### Exercise directions
With the string "tire" as the filter, copy each matching line from the records.
(Data for the task begins)
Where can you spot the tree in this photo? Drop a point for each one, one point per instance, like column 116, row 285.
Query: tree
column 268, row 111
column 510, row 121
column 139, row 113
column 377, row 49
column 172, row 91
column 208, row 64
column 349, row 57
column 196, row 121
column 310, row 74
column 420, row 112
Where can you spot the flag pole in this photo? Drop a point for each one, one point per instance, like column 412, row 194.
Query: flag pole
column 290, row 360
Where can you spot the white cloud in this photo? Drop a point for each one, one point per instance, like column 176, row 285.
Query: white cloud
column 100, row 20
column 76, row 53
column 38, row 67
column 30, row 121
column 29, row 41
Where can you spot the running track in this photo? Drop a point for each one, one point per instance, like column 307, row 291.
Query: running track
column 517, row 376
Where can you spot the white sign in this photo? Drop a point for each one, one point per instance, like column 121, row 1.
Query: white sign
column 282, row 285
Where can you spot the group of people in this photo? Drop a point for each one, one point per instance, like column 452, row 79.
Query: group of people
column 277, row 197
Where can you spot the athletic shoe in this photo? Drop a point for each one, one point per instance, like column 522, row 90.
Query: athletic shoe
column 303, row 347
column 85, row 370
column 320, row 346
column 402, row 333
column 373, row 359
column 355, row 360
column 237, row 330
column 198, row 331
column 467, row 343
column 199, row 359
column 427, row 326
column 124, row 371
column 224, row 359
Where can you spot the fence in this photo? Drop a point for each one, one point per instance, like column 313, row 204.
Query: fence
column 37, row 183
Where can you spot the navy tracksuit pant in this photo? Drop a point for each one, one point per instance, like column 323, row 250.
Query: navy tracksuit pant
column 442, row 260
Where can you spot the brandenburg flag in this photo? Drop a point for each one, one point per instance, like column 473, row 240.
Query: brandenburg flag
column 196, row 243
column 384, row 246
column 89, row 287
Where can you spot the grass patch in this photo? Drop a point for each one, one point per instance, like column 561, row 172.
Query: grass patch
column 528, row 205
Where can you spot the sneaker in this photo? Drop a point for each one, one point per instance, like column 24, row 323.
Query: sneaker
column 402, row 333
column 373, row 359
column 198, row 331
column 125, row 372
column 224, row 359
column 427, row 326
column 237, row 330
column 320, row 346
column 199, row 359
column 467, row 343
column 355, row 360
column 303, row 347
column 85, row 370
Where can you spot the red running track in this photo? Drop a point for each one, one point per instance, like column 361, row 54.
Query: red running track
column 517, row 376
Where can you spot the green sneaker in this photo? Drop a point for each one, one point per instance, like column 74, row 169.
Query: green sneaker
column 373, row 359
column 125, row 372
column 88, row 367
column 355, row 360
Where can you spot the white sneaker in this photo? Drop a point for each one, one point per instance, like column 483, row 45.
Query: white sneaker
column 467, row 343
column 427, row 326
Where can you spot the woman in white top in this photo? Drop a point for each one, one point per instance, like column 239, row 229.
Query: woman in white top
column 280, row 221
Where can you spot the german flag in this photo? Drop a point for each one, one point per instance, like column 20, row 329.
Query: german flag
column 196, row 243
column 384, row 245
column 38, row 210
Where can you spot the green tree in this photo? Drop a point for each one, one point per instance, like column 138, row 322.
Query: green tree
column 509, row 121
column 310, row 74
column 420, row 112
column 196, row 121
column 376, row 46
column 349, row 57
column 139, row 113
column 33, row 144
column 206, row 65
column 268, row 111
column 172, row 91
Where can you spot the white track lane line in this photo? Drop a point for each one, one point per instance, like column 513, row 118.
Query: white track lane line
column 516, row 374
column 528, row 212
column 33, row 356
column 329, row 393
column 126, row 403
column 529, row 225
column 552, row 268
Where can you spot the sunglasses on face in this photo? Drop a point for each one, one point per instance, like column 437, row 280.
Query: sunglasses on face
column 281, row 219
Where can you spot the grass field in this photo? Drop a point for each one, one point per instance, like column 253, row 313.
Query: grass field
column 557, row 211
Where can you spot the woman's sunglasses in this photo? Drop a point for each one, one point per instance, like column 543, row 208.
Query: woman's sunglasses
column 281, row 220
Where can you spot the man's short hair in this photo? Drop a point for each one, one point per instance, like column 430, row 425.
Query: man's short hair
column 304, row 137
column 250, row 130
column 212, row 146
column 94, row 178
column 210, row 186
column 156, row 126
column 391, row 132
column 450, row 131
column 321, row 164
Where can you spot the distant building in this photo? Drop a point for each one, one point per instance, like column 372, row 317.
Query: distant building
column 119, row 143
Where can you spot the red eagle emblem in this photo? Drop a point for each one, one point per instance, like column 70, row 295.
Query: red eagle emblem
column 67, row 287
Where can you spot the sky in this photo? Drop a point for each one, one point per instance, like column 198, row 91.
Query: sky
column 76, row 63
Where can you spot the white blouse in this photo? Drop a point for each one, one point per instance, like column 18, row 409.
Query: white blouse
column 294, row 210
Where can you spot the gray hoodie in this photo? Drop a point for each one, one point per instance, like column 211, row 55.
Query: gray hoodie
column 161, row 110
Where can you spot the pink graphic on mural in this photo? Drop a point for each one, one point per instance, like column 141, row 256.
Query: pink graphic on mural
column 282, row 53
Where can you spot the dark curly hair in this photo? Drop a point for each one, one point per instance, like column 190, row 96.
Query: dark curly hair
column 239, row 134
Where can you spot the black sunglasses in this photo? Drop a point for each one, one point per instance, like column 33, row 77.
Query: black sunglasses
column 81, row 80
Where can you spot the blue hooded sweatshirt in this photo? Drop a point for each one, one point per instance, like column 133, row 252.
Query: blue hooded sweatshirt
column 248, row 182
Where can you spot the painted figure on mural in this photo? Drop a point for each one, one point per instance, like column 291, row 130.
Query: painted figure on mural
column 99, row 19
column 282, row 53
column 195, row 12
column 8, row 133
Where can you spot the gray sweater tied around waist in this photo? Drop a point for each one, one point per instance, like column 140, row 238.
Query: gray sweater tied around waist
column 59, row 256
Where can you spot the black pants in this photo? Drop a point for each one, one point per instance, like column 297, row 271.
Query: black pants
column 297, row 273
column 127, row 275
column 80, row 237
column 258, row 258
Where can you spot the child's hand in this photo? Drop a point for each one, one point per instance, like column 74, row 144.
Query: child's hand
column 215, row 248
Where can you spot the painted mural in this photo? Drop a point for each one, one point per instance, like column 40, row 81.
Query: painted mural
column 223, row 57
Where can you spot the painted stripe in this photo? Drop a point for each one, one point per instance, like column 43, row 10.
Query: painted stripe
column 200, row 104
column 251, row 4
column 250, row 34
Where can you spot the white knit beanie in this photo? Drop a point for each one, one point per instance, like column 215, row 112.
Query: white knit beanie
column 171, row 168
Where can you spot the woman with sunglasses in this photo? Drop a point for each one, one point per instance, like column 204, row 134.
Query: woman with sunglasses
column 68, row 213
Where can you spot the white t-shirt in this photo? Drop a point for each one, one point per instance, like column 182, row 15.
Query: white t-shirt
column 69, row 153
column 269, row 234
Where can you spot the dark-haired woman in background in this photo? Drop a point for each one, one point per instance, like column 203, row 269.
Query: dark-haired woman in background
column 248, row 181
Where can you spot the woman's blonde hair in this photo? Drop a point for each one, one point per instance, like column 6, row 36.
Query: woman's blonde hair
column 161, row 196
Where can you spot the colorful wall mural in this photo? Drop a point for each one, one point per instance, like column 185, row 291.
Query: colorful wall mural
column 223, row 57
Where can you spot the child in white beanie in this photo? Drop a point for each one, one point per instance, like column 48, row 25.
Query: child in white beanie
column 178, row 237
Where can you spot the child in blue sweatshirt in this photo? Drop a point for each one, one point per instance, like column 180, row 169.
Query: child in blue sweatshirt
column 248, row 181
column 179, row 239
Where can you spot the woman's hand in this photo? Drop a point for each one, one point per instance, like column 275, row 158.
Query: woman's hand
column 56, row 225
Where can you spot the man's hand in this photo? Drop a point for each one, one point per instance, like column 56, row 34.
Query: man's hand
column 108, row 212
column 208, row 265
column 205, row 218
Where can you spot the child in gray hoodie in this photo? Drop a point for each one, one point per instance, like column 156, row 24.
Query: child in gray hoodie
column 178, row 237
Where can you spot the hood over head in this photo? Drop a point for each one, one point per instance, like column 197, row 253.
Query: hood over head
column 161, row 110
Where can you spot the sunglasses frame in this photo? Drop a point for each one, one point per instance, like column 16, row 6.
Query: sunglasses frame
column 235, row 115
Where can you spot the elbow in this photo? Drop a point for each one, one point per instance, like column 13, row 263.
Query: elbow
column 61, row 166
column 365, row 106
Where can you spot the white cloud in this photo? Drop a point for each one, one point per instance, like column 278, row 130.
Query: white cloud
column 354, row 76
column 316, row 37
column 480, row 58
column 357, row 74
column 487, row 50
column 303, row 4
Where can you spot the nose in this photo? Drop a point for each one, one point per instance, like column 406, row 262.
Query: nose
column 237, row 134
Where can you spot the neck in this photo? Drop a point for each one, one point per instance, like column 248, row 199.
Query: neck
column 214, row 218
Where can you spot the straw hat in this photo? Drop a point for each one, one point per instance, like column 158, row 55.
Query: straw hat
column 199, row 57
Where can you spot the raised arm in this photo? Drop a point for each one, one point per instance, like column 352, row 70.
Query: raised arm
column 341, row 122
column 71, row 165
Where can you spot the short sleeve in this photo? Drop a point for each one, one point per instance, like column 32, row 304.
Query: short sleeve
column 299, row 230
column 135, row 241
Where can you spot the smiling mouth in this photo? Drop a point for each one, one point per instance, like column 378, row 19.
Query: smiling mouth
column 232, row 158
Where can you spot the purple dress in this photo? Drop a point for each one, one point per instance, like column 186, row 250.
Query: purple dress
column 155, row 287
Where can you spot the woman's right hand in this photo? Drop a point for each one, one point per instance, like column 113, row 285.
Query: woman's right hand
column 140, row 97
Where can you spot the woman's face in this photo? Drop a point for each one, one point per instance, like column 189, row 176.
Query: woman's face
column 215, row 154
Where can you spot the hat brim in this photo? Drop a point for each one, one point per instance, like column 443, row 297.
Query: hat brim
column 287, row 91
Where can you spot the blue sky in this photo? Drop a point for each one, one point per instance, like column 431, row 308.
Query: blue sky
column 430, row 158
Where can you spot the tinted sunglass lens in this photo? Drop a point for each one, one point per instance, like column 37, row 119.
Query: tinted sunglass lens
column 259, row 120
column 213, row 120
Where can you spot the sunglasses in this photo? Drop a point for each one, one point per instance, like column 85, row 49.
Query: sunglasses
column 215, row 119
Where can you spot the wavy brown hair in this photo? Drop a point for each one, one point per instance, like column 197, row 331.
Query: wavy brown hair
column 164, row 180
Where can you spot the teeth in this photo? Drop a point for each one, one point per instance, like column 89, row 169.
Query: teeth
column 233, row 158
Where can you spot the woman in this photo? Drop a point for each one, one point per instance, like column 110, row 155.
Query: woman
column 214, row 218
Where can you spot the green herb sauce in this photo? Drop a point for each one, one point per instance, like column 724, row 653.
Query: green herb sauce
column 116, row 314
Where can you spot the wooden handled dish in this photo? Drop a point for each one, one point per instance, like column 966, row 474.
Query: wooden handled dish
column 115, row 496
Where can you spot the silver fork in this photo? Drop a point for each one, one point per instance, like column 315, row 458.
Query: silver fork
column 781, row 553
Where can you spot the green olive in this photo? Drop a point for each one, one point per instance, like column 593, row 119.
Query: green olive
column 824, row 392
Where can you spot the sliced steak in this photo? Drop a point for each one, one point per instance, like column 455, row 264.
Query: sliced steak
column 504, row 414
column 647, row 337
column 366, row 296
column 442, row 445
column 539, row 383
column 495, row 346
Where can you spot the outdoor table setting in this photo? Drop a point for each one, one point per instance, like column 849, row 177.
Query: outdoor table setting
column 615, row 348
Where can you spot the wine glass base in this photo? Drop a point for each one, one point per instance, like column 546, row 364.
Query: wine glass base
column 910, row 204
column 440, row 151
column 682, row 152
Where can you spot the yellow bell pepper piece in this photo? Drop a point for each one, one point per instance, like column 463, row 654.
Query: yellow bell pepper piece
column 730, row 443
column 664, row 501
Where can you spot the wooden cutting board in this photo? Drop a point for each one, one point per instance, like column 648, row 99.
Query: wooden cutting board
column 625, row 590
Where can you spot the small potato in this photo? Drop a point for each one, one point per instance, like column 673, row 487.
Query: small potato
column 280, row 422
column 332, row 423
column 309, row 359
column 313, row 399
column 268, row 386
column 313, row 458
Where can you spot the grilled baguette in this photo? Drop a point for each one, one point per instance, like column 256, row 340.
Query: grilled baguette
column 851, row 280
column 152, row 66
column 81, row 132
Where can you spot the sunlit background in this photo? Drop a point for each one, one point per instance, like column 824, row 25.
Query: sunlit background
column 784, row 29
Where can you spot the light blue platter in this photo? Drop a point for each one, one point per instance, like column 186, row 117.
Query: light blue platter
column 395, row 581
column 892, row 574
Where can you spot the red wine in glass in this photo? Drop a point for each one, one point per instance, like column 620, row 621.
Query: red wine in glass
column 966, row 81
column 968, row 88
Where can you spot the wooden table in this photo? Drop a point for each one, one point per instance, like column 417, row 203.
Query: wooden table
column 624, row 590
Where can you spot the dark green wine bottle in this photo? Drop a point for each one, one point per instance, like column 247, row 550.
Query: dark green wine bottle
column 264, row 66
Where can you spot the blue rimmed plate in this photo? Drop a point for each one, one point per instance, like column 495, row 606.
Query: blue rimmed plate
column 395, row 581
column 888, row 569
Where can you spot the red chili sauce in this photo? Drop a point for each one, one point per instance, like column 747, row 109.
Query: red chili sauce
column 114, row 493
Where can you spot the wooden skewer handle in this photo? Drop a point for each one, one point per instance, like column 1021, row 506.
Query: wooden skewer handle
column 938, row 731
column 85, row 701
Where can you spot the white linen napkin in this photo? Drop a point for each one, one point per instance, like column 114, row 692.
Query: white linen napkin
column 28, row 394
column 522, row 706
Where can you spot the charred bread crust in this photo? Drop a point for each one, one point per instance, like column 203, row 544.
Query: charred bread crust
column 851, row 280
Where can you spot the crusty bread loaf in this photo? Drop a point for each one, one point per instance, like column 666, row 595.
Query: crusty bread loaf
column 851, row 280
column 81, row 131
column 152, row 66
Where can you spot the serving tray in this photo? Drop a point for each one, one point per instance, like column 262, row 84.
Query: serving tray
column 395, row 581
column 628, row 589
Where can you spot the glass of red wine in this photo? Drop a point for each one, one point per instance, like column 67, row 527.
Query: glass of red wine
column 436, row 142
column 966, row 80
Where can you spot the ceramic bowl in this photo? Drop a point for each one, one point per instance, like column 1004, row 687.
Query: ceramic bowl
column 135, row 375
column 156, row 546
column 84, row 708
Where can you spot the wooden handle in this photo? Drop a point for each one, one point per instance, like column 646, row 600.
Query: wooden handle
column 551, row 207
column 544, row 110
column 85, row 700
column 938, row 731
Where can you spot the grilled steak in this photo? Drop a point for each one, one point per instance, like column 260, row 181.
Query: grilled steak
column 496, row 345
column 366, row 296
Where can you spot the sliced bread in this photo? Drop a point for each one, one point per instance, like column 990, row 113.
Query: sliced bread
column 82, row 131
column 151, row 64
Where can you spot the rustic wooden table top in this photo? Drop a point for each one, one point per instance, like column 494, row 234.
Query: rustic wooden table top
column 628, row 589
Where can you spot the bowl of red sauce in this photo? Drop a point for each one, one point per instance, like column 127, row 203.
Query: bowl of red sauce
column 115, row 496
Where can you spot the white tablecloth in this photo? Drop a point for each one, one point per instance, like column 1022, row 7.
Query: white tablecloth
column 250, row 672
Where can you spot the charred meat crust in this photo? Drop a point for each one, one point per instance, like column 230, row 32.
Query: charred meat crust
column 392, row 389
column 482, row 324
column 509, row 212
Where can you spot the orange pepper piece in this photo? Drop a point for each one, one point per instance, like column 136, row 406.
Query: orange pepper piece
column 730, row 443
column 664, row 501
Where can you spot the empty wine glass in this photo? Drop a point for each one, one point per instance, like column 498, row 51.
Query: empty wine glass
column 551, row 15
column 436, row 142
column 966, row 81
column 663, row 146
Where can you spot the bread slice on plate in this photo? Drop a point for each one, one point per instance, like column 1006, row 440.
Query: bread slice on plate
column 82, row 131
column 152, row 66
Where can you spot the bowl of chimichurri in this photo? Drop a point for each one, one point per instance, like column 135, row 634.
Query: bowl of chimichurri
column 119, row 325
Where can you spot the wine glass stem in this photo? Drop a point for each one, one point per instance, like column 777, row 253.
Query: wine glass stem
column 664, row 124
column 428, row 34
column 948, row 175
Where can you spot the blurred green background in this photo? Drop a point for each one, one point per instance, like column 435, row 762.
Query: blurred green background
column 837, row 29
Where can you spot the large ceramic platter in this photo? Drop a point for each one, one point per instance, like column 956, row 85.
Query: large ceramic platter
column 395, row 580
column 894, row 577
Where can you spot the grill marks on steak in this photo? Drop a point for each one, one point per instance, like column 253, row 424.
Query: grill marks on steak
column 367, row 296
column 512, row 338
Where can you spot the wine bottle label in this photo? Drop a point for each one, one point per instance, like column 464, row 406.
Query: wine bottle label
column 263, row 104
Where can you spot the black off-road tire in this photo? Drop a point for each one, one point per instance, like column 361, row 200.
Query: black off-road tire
(Data for the task ends)
### Exercise result
Where can you spot the black off-road tire in this photo? Drop a point for each one, one point per instance, like column 361, row 200.
Query: black off-road tire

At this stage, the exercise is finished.